■ Work item ■
Print out the records that follow, exactly and completely.

■ Stored items from a collection ■

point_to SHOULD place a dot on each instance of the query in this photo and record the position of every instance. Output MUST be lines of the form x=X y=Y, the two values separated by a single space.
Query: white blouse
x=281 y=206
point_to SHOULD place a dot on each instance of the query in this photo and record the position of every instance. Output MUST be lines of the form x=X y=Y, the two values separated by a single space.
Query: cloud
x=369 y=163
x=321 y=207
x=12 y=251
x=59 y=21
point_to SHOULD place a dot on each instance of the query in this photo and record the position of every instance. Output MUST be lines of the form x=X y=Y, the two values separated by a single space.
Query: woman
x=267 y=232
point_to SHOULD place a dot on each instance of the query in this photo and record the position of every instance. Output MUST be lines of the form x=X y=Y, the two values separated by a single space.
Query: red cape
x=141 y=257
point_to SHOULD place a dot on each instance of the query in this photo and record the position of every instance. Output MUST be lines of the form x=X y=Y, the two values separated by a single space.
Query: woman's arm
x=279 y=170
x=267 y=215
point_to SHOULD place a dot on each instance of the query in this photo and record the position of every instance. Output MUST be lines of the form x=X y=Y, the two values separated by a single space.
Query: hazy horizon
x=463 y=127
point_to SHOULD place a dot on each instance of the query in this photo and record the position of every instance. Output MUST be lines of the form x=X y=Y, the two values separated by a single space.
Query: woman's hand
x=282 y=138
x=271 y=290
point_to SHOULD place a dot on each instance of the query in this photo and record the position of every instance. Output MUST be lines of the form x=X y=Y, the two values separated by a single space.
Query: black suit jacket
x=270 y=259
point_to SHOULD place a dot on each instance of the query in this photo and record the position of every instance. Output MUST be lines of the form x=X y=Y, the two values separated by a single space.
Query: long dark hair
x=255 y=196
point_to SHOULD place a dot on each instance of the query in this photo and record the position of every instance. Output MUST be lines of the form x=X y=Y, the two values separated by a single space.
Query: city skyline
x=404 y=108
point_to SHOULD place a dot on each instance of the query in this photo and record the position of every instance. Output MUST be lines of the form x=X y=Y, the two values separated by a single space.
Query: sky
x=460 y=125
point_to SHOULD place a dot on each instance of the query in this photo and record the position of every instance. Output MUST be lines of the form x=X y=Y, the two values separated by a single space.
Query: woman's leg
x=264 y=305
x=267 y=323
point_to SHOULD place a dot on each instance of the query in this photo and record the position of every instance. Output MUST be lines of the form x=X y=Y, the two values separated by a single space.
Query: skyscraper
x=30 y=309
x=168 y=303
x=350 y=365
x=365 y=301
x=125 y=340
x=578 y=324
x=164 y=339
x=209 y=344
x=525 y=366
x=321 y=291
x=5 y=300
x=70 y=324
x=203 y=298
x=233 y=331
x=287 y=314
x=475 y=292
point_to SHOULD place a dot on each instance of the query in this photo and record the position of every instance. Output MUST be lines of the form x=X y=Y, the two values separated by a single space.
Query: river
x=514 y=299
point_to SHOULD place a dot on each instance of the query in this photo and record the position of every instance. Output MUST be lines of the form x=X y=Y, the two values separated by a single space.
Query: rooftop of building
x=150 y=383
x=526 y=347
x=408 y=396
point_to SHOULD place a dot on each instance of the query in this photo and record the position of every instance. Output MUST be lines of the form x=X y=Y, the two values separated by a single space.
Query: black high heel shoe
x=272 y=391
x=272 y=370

■ Expected output ■
point_to SHOULD place a dot on each instance of the query in this photo and record the position of every instance. Output MUST be lines of the form x=X y=Y, the two values separated by a single space.
Query: white blouse
x=281 y=206
point_to SHOULD place a dot on each instance of the query in this photo and record the position of every instance. Output MUST be lines of the form x=X y=Y, the two values separated by a single space.
Query: cloud
x=369 y=163
x=321 y=207
x=12 y=251
x=59 y=21
point_to SHOULD place a dot on each instance of the query in this photo and record the position of every instance. Output MUST be lines of the form x=X y=Y, the two values separated by a single space.
Query: woman
x=267 y=232
point_to SHOULD place a dot on each instance of the query in this photo and record the position of every instance. Output MUST be lines of the form x=X y=Y, the two values separated by a single space.
Query: red cape
x=141 y=257
point_to SHOULD place a dot on each instance of the query in this photo and record the position of every instance. Output MUST be lines of the form x=X y=Y, the two values separated by a single space.
Query: woman's arm
x=279 y=170
x=267 y=215
point_to SHOULD place a dot on each instance of the query in this photo and record the position of every instance. Output MUST be lines of the form x=X y=Y, the two values separated by a single space.
Query: hazy horizon
x=463 y=127
point_to SHOULD place a dot on each instance of the query in this photo and record the position of every instance. Output MUST be lines of the form x=X y=Y, the two values separated by a single space.
Query: woman's hand
x=282 y=138
x=271 y=290
point_to SHOULD place a dot on each instance of the query in this photo and record the position of every instance. Output MUST be lines of the form x=X y=Y, the two values separated by a single space.
Query: black suit jacket
x=270 y=259
point_to SHOULD place a dot on each instance of the query in this photo and record the position of every instance. Output MUST be lines of the form x=X y=Y, the two values separated by a single space.
Query: long dark hair
x=255 y=196
point_to SHOULD place a dot on each instance of the query in this photo and record the position of every instance. Output MUST be lines of the form x=X y=Y, the two values separated by a single space.
Query: city skyline
x=404 y=108
point_to SHOULD place a dot on each instance of the query in this photo and record the position of every instance. Output MUST be lines of the form x=X y=Y, the two values separated by a single space.
Query: sky
x=460 y=125
point_to SHOULD place a dot on each instance of the query in this photo and record the position of every instance. Output MUST be lines of the form x=X y=Y, the two values separated by a single space.
Query: woman's leg
x=264 y=305
x=267 y=323
point_to SHOULD place a dot on each instance of the query in this photo and record the position of every instance. Output MUST be lines of the form x=X y=Y, the two values separated by a single space.
Query: skyscraper
x=30 y=309
x=168 y=303
x=350 y=365
x=365 y=301
x=125 y=340
x=578 y=324
x=164 y=339
x=209 y=344
x=525 y=366
x=321 y=291
x=5 y=300
x=70 y=324
x=203 y=298
x=233 y=331
x=287 y=314
x=475 y=292
point_to SHOULD place a dot on each instance of the query in this photo and record the position of every instance. Output MUST be lines of the form x=X y=Y, the two values separated by a single space.
Query: river
x=514 y=299
point_to SHOULD place a dot on each instance of the query in this photo and record the position of every instance. Output MUST be lines of the form x=X y=Y, the two values separated by a single space.
Query: rooftop of building
x=150 y=383
x=526 y=347
x=408 y=396
point_to SHOULD place a dot on each instance of the query in this photo and record the position of every instance. Output MUST be lines of the form x=X y=Y, the two values separated by a single space.
Query: black high heel shoe
x=272 y=391
x=272 y=370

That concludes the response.